SUPPLIED TEXT:
Entries Tagged as 'Thirty in 30'

30/30, #10: the Riviera

Last spring, while working on a liqueurs article for Imbibe, I interviewed Toby Maloney, a veteran of a number of bars, notably including The Violet Hour in Chicago. While talking about Campari, Toby suggested a drink that he’d placed on the spring bar menu, and described it as a “Campari gateway drink”.

I’ve been a fan of Campari for years, but my first encounters with this garnet aperitif were not exactly pleasant — I recall one grueling experience in a Munich bar about 20 years ago, trying to gulp down a Campari and soda so as not to embarass myself in front of some new acquaintances who were absolutely in love with the stuff. More recently, after the booze bug bit, I powered through a string of Negronis and Americanos until I developed a taste for Campari (my discover of the Jasmine helped, a lot), and now I heart the stuff.

Toby’s Riviera is not only a great introduction to Campari for amari beginners, but it’s a fantastic spring cocktail. I don’t have a picture as the drink’s main component — a mixture of assorted booze and fresh pineapple — takes a couple of days of soaking time, and the morning sunshine coming into my living room just reminded me that the season is right to put together another batch. Anyway, I’m off to the store this afternoon to pick up some pineapple, and this is what I’ll be drinking later in the week. The recipe makes a large batch suitable for parties, but you can size it down if you just want to have it around the house for a couple of days (don’t let it linger too long, though — as the pineapple oxidizes, it gets a funky flavor). Let me know if you made this last year after the recipe ran in Imbibe, or if you’re giving it a shot this season.

Riviera, by Toby Maloney

The base:

  • 4 cups gin (use an old standby like Bombay, Beefeater or Tanqueray)
  • 2 cups maraschino liqueur
  • 1 cup Campari
  • 1 pineapple

Skin the pineapple and cut into wedges, then soak in a big jar filled with all the booze for at least 24 hours, and no more than 48 hours. Strain out the pineapple — it’s actually pretty tasty if you start snacking on it — and refrigerate the base until ready to use.

The drink:

  • 2 ounces base mixture
  • 3/4 ounce fresh lemon juice
  • 3/4 ounce simple syrup
  • 1 egg white

Combine ingredients and shake hard without ice for a good 10 seconds to aerate the egg white; add ice and shake again for another 10 seconds. Strain into a chilled cocktail glass; garnish with a mint leaf and a few drops (not dashes) of orange bitters.

This drink is part of 30/30, a series of 30 drinks in 30 days — or as much as I can keep up before collapsing in a weary, booze-addled heap.

ASSIGNMENT A:
List every ingredient of the base mixture given in the Riviera post.
ASSIGNMENT B:
According to the Riviera post, how long should the pineapple wedges soak in the booze?
ASSIGNMENT C:
Rewrite the stretch from "I’ve been a" through "heart the stuff." of the Riviera post, switching "Munich" to "Vienna".
The material after this point plays no part in what is asked here.

DATASET EXTRACT:

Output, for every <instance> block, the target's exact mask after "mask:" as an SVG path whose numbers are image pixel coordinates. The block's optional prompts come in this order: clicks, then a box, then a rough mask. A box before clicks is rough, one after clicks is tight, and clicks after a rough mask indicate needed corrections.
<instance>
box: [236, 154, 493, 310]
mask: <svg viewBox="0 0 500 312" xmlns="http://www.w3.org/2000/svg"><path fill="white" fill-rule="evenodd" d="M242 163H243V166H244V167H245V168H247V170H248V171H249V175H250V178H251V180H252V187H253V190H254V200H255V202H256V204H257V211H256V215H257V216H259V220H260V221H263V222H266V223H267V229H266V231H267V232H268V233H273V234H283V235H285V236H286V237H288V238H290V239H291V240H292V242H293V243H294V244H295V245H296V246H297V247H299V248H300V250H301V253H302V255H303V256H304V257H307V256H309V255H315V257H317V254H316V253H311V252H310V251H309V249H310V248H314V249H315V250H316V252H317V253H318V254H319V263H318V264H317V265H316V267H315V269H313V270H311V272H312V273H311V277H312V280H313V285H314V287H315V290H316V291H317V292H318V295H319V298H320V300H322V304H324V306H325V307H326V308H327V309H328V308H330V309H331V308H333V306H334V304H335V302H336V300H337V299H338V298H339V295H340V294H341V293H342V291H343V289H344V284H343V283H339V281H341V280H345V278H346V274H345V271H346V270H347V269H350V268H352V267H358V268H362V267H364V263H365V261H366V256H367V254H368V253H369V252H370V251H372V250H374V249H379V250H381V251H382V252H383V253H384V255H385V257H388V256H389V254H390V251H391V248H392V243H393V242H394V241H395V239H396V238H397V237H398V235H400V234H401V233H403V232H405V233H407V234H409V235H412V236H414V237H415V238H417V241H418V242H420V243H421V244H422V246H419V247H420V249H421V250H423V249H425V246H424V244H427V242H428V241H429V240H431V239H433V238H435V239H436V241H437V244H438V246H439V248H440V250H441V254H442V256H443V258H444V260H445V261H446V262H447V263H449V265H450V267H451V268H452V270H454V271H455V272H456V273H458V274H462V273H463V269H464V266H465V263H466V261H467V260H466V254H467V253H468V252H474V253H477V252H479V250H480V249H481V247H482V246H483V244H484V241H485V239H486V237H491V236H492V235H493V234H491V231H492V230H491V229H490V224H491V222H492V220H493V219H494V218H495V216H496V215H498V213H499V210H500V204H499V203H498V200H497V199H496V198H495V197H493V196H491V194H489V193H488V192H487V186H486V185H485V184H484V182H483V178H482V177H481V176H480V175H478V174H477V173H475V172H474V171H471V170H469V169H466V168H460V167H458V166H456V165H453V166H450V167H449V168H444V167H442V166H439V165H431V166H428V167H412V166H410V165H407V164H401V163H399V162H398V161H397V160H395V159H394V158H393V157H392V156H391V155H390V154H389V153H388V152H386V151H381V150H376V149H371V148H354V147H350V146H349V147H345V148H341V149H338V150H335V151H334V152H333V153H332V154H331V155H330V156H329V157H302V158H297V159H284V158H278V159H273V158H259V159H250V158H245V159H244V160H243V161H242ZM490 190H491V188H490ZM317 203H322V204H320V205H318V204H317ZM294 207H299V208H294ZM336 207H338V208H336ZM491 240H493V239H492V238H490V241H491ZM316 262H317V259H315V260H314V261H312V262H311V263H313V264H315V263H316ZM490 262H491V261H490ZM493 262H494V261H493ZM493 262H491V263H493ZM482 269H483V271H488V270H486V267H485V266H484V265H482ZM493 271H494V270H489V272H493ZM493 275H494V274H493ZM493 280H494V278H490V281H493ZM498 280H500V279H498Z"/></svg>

EXERCISE RESULT A:
4 cups gin
2 cups maraschino liqueur
1 cup Campari
1 pineapple

EXERCISE RESULT B:
At least 24 hours and no more than 48 hours.

EXERCISE RESULT C:
I’ve been a fan of Campari for years, but my first encounters with this garnet aperitif were not exactly pleasant — I recall one grueling experience in a Vienna bar about 20 years ago, trying to gulp down a Campari and soda so as not to embarass myself in front of some new acquaintances who were absolutely in love with the stuff. More recently, after the booze bug bit, I powered through a string of Negronis and Americanos until I developed a taste for Campari (my discover of the Jasmine helped, a lot), and now I heart the stuff.